Graduate mentor's supervisor: Prof. Mei Nagappan
LLM-based agents are now used to write tests and fix bugs in real software. They sometimes succeed but when they fail, we usually have no idea why. Every agent leaves a full step-by-step log of what it did, called a trajectory. Many of these logs are now public, but almost no one has sat down and studied them carefully. This project analyzes those logs to understand how agents actually work in generating tests, where they get stuck, and what makes some tasks harder than others. This matters because developers are starting to trust these tools with real work. If we understand how and when they fail, we can build better tools and know when their output needs a second look. Recent public benchmarks like SWT Bench and SWE Atlas, built on real open-source projects, release these trajectories openly, so the data is ready to use.
The project splits into three connected parts, so a team of 3-4 can each own one and share findings:
- Short-term (this term): read a set of agent trajectories and tag what the agent does at each step, such as reading the report, opening files, running code, or retrying. Agree on a shared labeling guide so everyone tags the same way. Produce a first clear picture of common agent behaviors and the most common ways they fail.
- Medium-term: compare different agents on the same tasks and check whether they fail on the same bugs or different ones. This shows whether failure comes from the task being hard or from the agent. Separately, compare easy and hard tasks and look at simple structural differences, like how many files are involved, or what kind of error shows up.
- Longer-term (for students who continue past the program): turn the labeled trajectories into a paper and a taxonomy of how agents behave when writing tests.
This project is best suited for students who have taken one or two programming courses and are comfortable reading code and data files in Python. No research experience and no AI background needed. Most of the work is careful reading, organizing, and labeling, so first and second-year students can do it.

◆ **EXERCISE DIRECTIONS**
Rewrite the stretch of the project description from "- Longer-term (for" through "students can do it.", putting "classification" in place of "taxonomy".

◆ **INPUT DATA**
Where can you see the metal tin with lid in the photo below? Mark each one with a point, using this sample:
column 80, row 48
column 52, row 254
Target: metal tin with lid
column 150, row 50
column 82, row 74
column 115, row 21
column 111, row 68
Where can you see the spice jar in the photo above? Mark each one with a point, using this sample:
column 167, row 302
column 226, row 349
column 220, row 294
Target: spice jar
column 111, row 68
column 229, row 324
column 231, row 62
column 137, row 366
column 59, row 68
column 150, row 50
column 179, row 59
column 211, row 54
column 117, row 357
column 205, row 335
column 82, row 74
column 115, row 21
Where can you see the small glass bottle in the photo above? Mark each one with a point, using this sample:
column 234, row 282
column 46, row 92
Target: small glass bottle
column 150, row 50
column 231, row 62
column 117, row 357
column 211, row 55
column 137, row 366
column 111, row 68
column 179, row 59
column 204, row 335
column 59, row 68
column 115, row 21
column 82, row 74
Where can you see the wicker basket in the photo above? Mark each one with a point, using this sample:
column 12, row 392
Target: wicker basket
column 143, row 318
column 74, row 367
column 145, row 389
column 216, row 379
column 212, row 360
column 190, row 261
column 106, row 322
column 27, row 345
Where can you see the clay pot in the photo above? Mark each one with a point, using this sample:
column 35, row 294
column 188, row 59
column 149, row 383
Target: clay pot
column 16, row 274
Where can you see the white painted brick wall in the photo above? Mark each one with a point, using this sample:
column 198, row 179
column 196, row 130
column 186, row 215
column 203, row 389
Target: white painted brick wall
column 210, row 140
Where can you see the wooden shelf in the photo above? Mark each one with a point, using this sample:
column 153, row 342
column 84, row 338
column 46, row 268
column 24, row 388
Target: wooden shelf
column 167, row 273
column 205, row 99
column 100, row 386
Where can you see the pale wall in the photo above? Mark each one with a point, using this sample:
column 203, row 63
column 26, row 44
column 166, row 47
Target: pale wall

◆ **SOLUTION**
- Longer-term (for students who continue past the program): turn the labeled trajectories into a paper and a classification of how agents behave when writing tests.
This project is best suited for students who have taken one or two programming courses and are comfortable reading code and data files in Python. No research experience and no AI background needed. Most of the work is careful reading, organizing, and labeling, so first and second-year students can do it.